## Exercise
Gather every line in the entries below that contains the string "clay" and copy each one out.

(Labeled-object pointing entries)
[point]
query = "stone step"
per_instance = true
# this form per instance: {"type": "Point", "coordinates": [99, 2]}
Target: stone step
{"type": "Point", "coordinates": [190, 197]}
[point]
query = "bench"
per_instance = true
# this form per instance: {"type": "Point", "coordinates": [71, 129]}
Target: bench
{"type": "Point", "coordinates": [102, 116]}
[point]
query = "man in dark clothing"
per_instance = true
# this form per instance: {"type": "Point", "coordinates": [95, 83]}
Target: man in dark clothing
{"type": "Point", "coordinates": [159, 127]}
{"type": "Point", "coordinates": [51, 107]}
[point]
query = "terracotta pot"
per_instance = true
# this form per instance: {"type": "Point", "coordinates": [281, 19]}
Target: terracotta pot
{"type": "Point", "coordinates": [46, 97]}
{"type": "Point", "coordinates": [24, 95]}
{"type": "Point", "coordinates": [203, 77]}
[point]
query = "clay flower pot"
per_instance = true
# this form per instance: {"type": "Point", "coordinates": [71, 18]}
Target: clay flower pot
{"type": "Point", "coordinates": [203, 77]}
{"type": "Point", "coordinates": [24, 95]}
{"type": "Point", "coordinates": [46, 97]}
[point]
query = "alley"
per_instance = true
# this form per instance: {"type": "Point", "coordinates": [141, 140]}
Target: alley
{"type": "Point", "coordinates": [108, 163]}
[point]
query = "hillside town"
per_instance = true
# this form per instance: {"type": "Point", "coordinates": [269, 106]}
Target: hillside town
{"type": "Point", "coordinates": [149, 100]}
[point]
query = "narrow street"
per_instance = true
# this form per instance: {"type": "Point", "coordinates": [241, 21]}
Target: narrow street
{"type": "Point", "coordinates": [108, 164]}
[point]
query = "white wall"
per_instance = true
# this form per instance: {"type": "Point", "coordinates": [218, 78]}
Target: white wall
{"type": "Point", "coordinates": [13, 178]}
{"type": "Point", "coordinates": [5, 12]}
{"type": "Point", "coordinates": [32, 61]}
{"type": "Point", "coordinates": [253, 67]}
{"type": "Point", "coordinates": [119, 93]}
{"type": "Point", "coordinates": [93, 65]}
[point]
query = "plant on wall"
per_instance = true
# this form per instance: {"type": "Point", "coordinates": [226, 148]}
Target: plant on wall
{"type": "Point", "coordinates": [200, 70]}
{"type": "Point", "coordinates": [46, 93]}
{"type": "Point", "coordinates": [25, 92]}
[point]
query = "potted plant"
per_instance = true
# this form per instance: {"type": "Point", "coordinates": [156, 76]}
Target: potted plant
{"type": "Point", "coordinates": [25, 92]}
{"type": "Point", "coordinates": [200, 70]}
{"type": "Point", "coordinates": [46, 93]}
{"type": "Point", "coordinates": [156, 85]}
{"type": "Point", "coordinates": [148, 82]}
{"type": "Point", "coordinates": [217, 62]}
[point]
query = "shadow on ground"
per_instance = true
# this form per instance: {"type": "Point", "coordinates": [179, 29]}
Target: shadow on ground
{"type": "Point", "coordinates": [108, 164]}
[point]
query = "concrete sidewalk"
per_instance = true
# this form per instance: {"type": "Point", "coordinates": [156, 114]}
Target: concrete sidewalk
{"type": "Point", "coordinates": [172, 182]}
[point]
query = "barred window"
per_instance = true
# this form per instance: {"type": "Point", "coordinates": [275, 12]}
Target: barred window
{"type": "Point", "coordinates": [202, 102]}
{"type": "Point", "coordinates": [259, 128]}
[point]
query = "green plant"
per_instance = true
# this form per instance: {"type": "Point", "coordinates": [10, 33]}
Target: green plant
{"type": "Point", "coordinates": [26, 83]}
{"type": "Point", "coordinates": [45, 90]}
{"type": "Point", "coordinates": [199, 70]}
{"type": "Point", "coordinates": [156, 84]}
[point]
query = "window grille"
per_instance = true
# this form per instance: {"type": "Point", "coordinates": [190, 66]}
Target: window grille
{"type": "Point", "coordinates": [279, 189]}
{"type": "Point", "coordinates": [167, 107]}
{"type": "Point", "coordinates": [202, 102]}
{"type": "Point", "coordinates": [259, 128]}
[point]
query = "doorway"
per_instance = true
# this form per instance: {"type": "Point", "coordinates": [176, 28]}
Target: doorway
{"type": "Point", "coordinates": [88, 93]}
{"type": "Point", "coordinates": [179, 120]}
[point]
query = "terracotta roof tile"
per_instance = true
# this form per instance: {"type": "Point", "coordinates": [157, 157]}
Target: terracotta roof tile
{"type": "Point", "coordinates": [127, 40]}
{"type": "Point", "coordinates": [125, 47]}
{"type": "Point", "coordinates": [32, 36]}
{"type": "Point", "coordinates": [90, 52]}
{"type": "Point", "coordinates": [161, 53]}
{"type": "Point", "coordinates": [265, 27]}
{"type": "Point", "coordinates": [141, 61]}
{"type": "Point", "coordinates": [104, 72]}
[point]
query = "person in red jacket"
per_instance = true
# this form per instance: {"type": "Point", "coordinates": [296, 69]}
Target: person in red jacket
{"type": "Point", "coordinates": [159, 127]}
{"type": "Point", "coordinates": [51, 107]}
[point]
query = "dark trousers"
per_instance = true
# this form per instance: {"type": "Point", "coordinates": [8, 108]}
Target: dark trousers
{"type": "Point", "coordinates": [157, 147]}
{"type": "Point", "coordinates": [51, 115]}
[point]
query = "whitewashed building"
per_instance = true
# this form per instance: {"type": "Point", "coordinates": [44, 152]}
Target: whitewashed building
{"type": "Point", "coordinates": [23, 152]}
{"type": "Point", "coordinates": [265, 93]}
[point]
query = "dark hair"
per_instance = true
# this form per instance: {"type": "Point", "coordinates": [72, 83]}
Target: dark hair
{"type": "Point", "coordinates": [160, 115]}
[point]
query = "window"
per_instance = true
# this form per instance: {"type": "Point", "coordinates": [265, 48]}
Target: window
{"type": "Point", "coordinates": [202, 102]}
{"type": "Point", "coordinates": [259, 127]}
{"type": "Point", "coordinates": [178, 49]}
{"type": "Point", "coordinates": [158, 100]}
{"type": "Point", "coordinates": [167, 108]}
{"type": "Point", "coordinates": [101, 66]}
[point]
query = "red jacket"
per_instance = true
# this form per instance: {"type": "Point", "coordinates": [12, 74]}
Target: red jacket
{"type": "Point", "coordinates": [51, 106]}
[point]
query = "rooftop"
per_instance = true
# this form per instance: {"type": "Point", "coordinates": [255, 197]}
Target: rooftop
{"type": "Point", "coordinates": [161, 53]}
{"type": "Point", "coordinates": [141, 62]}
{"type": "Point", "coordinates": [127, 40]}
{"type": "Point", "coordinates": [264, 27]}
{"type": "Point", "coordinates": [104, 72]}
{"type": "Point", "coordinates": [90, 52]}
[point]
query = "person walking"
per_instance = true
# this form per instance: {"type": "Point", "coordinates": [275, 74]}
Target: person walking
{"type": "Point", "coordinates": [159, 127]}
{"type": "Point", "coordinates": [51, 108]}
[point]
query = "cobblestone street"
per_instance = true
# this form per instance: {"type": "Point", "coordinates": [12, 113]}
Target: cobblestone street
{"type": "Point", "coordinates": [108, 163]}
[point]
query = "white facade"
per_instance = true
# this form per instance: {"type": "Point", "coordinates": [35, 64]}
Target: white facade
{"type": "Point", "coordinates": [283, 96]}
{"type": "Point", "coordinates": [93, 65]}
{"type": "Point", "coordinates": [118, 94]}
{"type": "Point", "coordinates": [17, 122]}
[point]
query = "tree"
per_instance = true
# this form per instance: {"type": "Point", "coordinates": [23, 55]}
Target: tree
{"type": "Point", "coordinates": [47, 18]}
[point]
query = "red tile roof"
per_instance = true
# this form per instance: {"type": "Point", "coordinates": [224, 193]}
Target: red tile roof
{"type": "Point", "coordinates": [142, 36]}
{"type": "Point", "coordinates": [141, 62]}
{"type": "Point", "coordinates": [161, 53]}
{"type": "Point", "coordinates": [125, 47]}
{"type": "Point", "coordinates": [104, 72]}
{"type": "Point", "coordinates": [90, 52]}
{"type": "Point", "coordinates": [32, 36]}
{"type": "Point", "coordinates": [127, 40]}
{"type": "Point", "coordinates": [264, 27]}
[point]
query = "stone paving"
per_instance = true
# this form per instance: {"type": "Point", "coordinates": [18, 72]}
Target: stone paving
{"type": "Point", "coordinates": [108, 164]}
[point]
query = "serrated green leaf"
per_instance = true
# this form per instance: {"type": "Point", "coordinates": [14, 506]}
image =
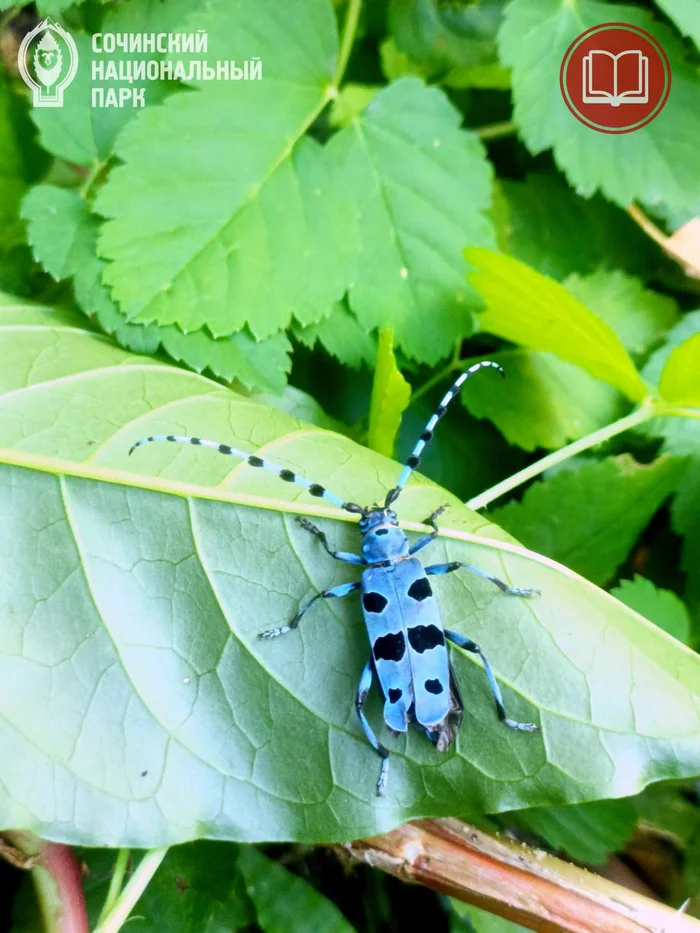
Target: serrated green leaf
{"type": "Point", "coordinates": [441, 37]}
{"type": "Point", "coordinates": [543, 401]}
{"type": "Point", "coordinates": [390, 397]}
{"type": "Point", "coordinates": [589, 518]}
{"type": "Point", "coordinates": [63, 236]}
{"type": "Point", "coordinates": [18, 160]}
{"type": "Point", "coordinates": [198, 237]}
{"type": "Point", "coordinates": [137, 705]}
{"type": "Point", "coordinates": [588, 832]}
{"type": "Point", "coordinates": [662, 607]}
{"type": "Point", "coordinates": [341, 335]}
{"type": "Point", "coordinates": [680, 379]}
{"type": "Point", "coordinates": [82, 133]}
{"type": "Point", "coordinates": [350, 102]}
{"type": "Point", "coordinates": [639, 316]}
{"type": "Point", "coordinates": [685, 14]}
{"type": "Point", "coordinates": [545, 224]}
{"type": "Point", "coordinates": [198, 887]}
{"type": "Point", "coordinates": [535, 311]}
{"type": "Point", "coordinates": [655, 163]}
{"type": "Point", "coordinates": [420, 184]}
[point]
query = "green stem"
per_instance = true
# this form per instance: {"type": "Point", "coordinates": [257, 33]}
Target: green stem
{"type": "Point", "coordinates": [496, 130]}
{"type": "Point", "coordinates": [124, 904]}
{"type": "Point", "coordinates": [115, 885]}
{"type": "Point", "coordinates": [349, 29]}
{"type": "Point", "coordinates": [639, 416]}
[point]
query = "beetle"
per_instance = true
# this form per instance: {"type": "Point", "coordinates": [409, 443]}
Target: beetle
{"type": "Point", "coordinates": [409, 654]}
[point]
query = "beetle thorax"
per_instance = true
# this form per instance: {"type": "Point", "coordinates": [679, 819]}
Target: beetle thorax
{"type": "Point", "coordinates": [382, 539]}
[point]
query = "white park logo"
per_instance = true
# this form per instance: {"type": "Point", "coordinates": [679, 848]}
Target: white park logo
{"type": "Point", "coordinates": [47, 61]}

## Result of this exercise
query = "clay flower pot"
Target: clay flower pot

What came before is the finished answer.